━━ SOURCE TEXT

Now readymade food has a considerably high weightage in CPI basket at 5.5 percent. Only house rent and milk have a higher weightage. Of the 10 items tracked by the PBS in the readymade food category, four are based on chicken. Cooked chicken (gravy), chicken pizza, chicken roast and last but not least, chicken biryani; BR Research is not fortunate enough (yet) to have access to item-wise CPI basket weightage, but it is fair to assume that chicken-based items will have a considerable collective say in the readymade food category.
This space has highlighted in great detail the reasons behind poultry and rice price increase on various occasions (See the latest: How GoP ruined affordable protein). For all the uncontrollable, somewhat controllable and mismanagement reasons, affording what could perhaps be termed as the country’s national dish, has become a challenge like never before.(The pulao vs biryani and biryani with potato or without debate is best be left for another day).

━━━━

■ **EXERCISE TASKS**
(1) Answer these questions from the passage on readymade food in the CPI basket.
(a) What weightage does readymade food have in the CPI basket?
(b) Which two items have a higher weightage than readymade food?
(c) Of the 10 items tracked in the readymade food category, how many are based on chicken?
(2) Summarize the passage on readymade food and chicken biryani in two sentences.
(3) Carry the passage on chicken biryani and food prices forward from its last sentence.

━━ DATASET ENTRIES

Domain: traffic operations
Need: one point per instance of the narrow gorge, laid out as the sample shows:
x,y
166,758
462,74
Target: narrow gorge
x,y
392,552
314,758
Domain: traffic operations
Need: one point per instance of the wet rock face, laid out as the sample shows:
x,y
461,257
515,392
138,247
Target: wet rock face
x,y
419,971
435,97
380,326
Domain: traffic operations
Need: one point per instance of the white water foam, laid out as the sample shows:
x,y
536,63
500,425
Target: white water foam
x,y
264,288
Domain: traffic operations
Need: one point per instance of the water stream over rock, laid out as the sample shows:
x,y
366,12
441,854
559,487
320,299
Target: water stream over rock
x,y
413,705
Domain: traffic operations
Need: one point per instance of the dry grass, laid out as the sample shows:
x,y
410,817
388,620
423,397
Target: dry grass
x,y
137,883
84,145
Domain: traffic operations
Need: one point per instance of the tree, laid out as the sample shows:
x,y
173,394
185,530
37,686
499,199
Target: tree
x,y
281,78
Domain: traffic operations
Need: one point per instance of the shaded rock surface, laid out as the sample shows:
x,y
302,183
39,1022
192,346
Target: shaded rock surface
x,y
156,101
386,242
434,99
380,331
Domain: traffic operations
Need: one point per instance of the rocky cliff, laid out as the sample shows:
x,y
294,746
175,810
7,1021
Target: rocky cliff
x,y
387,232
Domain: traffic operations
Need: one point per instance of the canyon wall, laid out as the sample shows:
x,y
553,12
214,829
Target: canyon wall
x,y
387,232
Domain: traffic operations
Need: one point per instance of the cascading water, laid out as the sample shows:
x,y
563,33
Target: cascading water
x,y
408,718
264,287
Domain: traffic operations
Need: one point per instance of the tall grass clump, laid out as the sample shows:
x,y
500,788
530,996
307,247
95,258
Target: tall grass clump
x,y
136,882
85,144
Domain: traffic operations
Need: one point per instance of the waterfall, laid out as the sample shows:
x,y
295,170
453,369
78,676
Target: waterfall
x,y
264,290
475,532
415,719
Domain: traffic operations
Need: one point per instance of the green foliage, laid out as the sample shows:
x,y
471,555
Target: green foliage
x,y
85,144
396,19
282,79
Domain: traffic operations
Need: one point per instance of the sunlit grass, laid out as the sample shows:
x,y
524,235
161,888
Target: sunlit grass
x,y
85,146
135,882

━━━━

■ **RESULTS FOR EACH TASK**
(1)
(a) 5.5 percent
(b) House rent and milk
(c) Four

(2) Readymade food has a 5.5 percent weightage in the CPI basket, higher than every item except house rent and milk, and four of the 10 items tracked in that category are chicken-based. Because of uncontrollable, somewhat controllable and mismanagement reasons behind poultry and rice price increases, affording chicken biryani, perhaps the country's national dish, has become a challenge like never before.

(3)
A crude estimate based on box standard biryani recipe tells making chicken biryani at home today for 6 people costs Rs900. This is a 45 percent costlier affair than the same period a year ago. Chicken biryani is not used to this. Ten-year average year-on-year increase prior to Covid was 4 percent. That is largely because price increase inrice and chicken, responsible for approximately 60 percent of production cost, stayed in single digits for most part of the decade prior to FY21. Of course, cooking oil, spices, yogurt etc have their say too – but double-digit price increase for these items is not necessarily unheard of.
Readymade food has made it to the top-10 items in CPI basket in terms of weighted contribution for most months of FY23. The purchasing power has been hit like never before, but the hit on chicken (and rice) could potentially threaten Biryani’s position as an everyday food. It once was a novelty dish, best reserved for large gatherings. A lot, if not all, of it could have been avoided by better management in the two years leading up to now. One hopes chicken biryani does not die an unnoticed death.